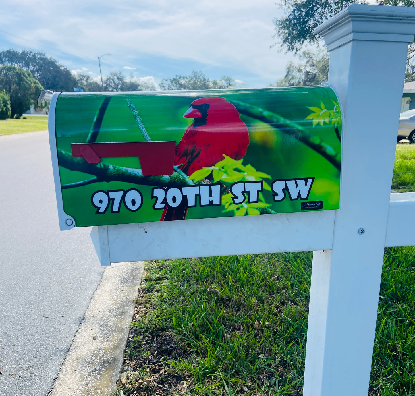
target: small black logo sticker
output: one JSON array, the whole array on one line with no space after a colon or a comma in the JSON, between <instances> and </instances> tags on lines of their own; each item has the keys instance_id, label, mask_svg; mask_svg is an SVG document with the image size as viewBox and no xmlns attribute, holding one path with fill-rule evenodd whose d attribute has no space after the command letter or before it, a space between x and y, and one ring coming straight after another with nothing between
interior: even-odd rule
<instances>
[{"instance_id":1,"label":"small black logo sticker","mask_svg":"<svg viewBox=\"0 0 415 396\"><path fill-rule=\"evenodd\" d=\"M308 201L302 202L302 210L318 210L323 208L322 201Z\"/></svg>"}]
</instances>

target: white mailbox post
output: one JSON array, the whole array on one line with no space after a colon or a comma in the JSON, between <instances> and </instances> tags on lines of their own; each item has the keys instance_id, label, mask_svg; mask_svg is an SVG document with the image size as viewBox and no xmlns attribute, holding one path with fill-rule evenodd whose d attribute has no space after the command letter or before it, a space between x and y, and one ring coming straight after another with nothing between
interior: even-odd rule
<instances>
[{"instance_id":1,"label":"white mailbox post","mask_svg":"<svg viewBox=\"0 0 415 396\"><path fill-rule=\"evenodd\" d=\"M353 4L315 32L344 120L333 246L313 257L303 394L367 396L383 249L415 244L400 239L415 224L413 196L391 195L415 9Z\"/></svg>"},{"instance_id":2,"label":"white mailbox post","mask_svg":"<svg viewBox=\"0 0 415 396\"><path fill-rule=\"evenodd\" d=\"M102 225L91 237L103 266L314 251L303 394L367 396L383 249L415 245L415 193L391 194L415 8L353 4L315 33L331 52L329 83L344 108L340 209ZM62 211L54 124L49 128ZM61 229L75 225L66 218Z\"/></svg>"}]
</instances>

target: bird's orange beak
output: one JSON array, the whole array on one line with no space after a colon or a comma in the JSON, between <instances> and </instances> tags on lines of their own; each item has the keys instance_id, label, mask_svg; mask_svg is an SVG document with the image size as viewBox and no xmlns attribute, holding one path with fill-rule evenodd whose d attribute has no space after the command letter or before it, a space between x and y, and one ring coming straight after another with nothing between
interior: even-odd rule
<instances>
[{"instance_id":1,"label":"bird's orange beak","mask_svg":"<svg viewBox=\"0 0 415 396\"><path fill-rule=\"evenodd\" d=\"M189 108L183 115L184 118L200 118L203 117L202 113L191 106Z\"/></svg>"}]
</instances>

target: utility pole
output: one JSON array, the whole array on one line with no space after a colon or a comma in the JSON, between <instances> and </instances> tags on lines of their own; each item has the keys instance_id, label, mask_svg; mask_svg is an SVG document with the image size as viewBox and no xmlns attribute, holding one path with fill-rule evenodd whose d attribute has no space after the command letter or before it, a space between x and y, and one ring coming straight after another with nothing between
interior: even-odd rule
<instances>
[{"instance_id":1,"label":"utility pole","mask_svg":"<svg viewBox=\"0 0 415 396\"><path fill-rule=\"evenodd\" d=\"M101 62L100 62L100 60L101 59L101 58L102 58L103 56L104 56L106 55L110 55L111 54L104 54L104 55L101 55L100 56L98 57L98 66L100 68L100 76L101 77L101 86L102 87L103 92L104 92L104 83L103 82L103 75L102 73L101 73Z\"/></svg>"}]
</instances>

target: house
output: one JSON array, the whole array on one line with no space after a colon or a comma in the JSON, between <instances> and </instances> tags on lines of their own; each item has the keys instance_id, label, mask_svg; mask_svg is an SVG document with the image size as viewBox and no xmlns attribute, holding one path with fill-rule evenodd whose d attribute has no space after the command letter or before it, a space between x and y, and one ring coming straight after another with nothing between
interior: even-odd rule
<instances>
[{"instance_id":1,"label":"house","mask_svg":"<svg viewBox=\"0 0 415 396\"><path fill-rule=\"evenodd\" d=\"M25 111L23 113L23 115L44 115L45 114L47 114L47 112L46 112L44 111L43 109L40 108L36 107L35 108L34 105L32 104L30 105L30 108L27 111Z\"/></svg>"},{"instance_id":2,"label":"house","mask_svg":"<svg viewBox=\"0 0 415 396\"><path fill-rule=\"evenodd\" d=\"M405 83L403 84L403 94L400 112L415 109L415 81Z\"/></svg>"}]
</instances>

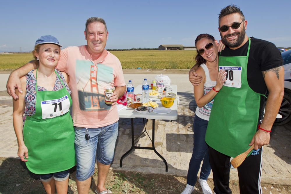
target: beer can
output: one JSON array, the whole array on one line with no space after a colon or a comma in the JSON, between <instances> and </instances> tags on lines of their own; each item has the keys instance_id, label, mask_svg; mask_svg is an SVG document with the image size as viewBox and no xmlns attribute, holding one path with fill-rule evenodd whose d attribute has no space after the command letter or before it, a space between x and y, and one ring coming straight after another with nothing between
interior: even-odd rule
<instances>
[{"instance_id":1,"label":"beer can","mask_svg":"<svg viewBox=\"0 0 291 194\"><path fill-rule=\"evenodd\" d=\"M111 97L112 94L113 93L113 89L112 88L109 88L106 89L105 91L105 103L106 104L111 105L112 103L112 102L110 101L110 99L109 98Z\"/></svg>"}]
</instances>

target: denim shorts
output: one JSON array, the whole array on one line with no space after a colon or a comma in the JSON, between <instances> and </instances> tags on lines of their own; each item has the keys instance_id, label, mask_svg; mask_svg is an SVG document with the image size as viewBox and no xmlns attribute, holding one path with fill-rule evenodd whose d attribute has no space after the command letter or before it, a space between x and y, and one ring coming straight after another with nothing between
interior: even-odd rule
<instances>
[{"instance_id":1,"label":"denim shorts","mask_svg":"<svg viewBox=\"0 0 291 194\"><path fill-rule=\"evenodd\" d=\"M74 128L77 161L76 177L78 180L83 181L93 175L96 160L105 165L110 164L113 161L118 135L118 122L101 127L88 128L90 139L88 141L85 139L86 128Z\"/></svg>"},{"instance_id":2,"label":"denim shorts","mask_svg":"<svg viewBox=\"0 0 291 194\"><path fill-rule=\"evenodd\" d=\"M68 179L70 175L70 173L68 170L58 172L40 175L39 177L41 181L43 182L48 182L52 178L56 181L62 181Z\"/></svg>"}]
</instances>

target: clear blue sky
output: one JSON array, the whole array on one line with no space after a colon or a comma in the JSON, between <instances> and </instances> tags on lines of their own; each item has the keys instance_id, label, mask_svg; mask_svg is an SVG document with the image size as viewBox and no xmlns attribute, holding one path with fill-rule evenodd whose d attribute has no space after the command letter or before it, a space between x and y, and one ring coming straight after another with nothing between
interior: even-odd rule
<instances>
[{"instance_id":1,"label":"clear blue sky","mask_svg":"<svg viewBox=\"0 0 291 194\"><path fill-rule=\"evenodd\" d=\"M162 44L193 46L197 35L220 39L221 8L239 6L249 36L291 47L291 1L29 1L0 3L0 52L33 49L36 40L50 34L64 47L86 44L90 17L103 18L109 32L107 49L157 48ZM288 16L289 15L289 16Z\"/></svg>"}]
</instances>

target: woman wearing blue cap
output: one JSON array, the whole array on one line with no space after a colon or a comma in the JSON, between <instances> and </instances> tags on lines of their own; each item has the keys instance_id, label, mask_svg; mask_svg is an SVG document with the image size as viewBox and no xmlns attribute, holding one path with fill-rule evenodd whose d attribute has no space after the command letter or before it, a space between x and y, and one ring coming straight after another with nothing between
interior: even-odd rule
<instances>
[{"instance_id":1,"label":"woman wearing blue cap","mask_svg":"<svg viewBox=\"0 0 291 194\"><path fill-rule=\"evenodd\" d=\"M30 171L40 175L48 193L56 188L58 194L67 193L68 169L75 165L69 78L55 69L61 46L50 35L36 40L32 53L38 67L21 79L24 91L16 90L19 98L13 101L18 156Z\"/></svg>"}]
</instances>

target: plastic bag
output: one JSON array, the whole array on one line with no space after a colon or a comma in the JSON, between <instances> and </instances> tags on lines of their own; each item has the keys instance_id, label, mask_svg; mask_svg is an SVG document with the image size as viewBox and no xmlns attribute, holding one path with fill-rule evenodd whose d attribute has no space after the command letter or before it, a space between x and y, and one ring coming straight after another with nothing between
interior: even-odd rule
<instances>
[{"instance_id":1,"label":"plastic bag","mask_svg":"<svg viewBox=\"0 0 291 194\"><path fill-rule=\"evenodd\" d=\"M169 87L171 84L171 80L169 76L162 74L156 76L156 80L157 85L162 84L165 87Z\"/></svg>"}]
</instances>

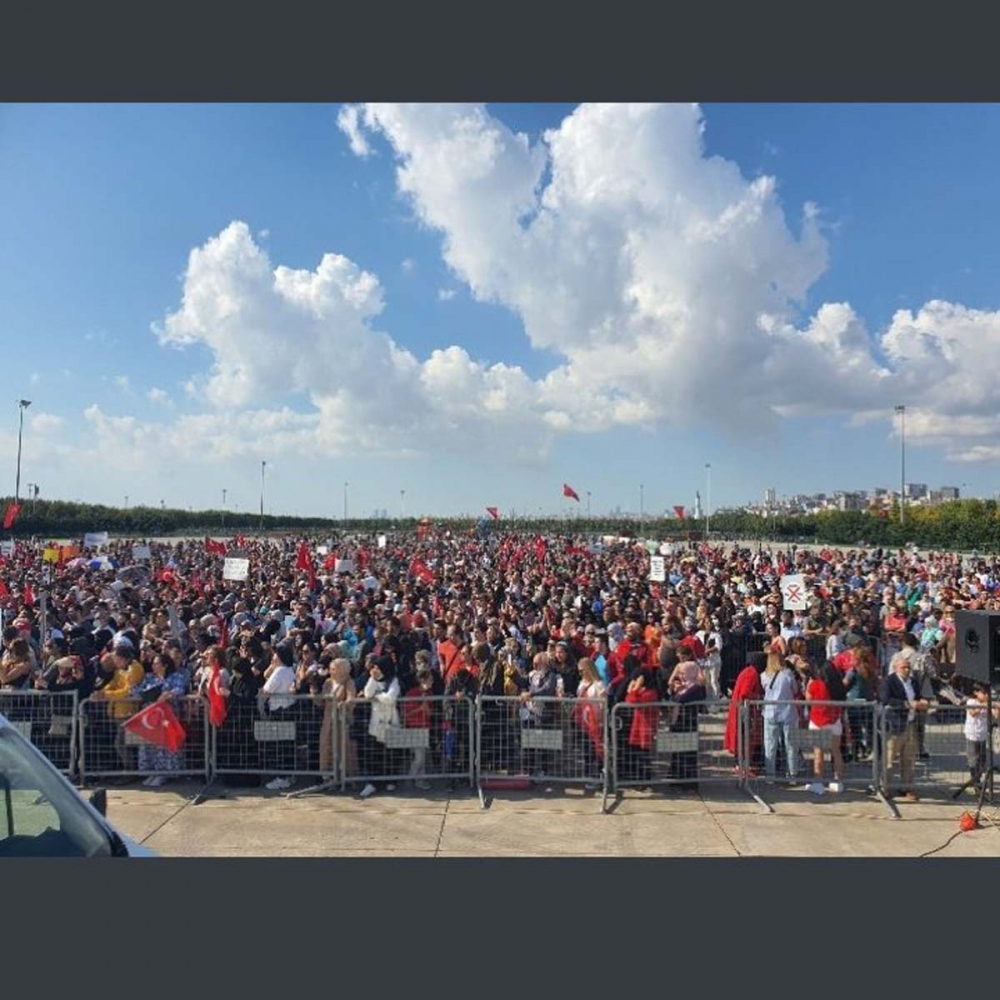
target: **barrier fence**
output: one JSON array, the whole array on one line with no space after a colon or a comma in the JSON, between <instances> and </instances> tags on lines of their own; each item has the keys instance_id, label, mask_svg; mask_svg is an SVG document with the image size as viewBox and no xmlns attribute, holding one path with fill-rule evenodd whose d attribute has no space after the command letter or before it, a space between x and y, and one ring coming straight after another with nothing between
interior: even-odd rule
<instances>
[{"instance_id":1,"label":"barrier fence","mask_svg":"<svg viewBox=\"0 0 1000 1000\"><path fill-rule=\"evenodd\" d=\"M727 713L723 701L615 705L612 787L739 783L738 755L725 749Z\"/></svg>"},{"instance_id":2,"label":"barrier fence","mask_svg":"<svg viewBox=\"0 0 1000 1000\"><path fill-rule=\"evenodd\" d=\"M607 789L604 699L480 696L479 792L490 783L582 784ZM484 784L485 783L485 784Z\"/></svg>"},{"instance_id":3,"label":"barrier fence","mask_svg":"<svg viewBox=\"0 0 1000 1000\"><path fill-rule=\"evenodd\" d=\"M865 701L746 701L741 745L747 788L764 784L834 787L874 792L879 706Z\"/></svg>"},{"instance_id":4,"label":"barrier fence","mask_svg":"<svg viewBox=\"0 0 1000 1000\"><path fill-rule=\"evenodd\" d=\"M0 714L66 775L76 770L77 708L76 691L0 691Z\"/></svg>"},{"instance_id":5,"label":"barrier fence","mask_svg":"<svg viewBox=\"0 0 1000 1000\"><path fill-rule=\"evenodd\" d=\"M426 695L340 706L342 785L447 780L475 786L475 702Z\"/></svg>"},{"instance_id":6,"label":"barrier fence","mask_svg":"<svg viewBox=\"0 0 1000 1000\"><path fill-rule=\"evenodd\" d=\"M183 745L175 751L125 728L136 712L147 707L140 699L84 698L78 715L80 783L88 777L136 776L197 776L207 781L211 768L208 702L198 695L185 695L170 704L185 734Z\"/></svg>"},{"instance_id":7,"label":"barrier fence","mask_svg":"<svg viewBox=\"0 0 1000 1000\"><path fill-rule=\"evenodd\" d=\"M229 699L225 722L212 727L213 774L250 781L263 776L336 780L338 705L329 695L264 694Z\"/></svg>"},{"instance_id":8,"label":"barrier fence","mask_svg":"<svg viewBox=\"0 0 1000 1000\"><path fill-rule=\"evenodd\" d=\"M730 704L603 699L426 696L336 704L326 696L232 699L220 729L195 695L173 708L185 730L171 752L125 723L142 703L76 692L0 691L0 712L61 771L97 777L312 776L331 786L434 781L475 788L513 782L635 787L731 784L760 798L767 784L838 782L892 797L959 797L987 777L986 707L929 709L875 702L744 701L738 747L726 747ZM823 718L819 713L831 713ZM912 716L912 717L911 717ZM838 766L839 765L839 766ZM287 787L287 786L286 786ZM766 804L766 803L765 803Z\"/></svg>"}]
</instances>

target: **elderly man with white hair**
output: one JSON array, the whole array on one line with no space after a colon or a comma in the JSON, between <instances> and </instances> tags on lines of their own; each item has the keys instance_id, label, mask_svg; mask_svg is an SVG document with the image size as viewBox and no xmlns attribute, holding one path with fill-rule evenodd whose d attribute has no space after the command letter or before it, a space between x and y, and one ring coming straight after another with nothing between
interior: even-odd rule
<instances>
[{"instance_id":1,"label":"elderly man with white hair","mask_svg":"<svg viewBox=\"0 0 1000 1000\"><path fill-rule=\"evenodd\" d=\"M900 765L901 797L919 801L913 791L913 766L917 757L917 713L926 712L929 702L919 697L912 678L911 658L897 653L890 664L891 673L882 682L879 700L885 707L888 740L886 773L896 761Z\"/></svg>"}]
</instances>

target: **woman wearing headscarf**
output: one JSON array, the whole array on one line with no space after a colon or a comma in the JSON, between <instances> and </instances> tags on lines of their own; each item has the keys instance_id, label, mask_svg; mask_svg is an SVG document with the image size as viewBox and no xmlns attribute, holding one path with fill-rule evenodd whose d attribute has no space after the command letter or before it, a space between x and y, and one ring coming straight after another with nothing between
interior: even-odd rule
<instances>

#####

• AIM:
List each line of the material that contains the word "blue".

• ANSWER TO THIS EXERCISE:
target: clear blue sky
[{"instance_id":1,"label":"clear blue sky","mask_svg":"<svg viewBox=\"0 0 291 194\"><path fill-rule=\"evenodd\" d=\"M162 44L193 46L197 35L220 39L221 8L239 6L249 36L291 47L291 1L29 1L0 3L0 52L33 49L36 40L50 34L64 47L86 44L90 17L103 18L109 32L107 49L157 48ZM288 16L289 15L289 16Z\"/></svg>"}]
target: woman wearing blue cap
[{"instance_id":1,"label":"woman wearing blue cap","mask_svg":"<svg viewBox=\"0 0 291 194\"><path fill-rule=\"evenodd\" d=\"M30 171L40 175L48 193L56 188L58 194L67 193L68 169L75 165L69 78L55 69L61 46L50 35L36 40L32 53L38 67L21 79L24 91L16 90L19 98L13 101L18 156Z\"/></svg>"}]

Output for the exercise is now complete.